# Texto de origem
▼▼▼

Home / Holofotes
Uma reflexão sobre os desafios da matriz elétrica brasileira
Por: Marisete Fatima Dadald PEREIRA
O Brasil ocupa uma posição singular no cenário energético global, reconhecido por sua matriz energética em grande parte limpa e renovável. A matriz energética representa todas as fontes de energia disponíveis e utilizadas em um país, abrangendo tanto a geração de eletricidade quanto outras formas de uso energético. Essa matriz, que inclui fontes de energia utilizadas para atender demandas diversificadas como indústria, transporte, residências, dentre outros, contrasta com a realidade global. De acordo com o Balanço Energético Nacional (BEN) 2024, a participação de fontes renováveis na matriz energética brasileira atingiu 49,1% em 2023. Em contraste, a matriz energética mundial é predominantemente composta por fontes não renováveis. Embora números precisos para 2023 não estejam prontamente disponíveis, dados históricos indicam que as fontes renováveis representaram aproximadamente 15% da matriz energética global em 2021.
Quando se fala em matriz elétrica, parte da matriz energética que se restringe às fontes usadas para gerar eletricidade, o Brasil se destaca ainda mais. Em 2023, cerca de 90% da energia elétrica gerada no país veio de fontes renováveis: hidrelétricas, eólicas, solares e biomassa. Essa é uma realidade amplamente favorecida pela extensão territorial, diversidade de recursos naturais e o amplo potencial hídrico do país, que abriga 12% da água doce do planeta.
Assim, uma das maiores riquezas que o Brasil possui é sua matriz de energia elétrica limpa e renovável. Nosso país é um grande protagonista na transição energética e devemos manter essa posição com sustentabilidade para toda a população. Para isso, é essencial observar que tecnologias já maduras e competitivas no setor não mais necessitam de subsídios e que a manutenção desses incentivos pressiona de forma crescente a conta de luz e não contribui para inclusão e justiça social. As políticas públicas e o planejamento devem buscar constantemente o equilíbrio entre atributos e custo real das fontes.
O Papel das Hidrelétricas na Matriz Brasileira
Historicamente, as hidrelétricas têm sido a espinha dorsal da matriz elétrica brasileira. Em 2023, elas responderam por 66% da energia gerada no país, segundo dados do Operador Nacional do sistema Elétrico – ONS, contribuindo não apenas para a produção de eletricidade e confiabilidade do sistema elétrico, mas também para a regulação dos recursos hídricos e seus usos múltiplos. Cerca de 90% da reservação de água no Brasil é provida pelos reservatórios de nossas usinas hidrelétricas, segundo aponta a Agência Nacional de Águas e Saneamento Básico - ANA. Ao longo das décadas, as hidrelétricas não só sustentaram o crescimento econômico e o desenvolvimento de diversos setores, mas também foram cruciais para mitigar os impactos de crises energéticas e climáticas.
Hoje, ainda que o papel das hidrelétricas venha sofrendo transformações diante da integração de novas fontes renováveis na matriz, elas permanecem imprescindíveis para a manutenção da segurança energética e confiabilidade do sistema elétrico. É importante ressaltar que, apesar de não serem adequadamente remuneradas por todos os serviços prestados — como o fornecimento de potência, a flexibilidade operativa e os serviços ancilares —, essas usinas são a base para uma transição energética justa e sustentável no país.

▲▲▲

# Tarefa escrita 1
Conte quantas linhas abaixo contêm a palavra "black" e informe só o número.

# Linhas a usar
▼▼▼

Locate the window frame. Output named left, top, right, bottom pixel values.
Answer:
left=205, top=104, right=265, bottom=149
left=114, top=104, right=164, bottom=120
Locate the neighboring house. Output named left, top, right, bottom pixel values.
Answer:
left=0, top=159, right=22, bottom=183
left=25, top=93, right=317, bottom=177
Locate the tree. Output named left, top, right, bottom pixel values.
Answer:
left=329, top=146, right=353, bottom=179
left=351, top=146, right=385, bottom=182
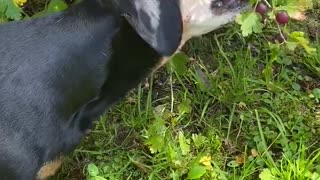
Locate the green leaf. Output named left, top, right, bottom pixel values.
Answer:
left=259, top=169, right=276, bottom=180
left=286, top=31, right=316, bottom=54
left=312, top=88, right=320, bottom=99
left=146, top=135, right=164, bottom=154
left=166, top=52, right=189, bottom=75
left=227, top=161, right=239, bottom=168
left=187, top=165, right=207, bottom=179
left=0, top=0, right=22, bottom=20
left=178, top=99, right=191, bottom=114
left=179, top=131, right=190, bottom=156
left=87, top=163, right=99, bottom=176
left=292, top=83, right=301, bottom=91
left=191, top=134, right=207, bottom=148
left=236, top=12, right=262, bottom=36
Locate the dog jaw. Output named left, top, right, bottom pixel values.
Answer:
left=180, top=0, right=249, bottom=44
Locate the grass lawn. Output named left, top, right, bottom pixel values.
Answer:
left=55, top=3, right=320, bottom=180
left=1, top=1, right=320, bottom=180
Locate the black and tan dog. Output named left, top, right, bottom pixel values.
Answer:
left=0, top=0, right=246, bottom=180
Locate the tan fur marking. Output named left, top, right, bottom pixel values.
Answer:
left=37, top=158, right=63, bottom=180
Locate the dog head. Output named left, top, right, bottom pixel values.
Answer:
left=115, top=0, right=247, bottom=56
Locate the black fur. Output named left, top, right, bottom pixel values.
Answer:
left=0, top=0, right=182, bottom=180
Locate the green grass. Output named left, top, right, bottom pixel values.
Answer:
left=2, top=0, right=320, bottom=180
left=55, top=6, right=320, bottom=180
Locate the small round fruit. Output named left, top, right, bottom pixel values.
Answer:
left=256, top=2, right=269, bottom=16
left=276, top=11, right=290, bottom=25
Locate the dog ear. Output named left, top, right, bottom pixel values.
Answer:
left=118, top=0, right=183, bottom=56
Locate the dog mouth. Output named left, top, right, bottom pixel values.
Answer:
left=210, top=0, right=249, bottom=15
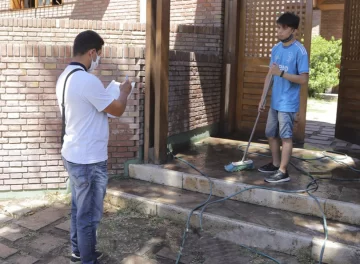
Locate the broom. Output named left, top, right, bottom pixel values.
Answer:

▲▲▲

# Tarefa escrita 2
Cite as fontes renováveis que, segundo o texto sobre a matriz elétrica brasileira, geraram cerca de 90% da energia elétrica do país em 2023.

# Resposta correta 1
2

# Resposta correta 2
Hidrelétricas, eólicas, solares e biomassa.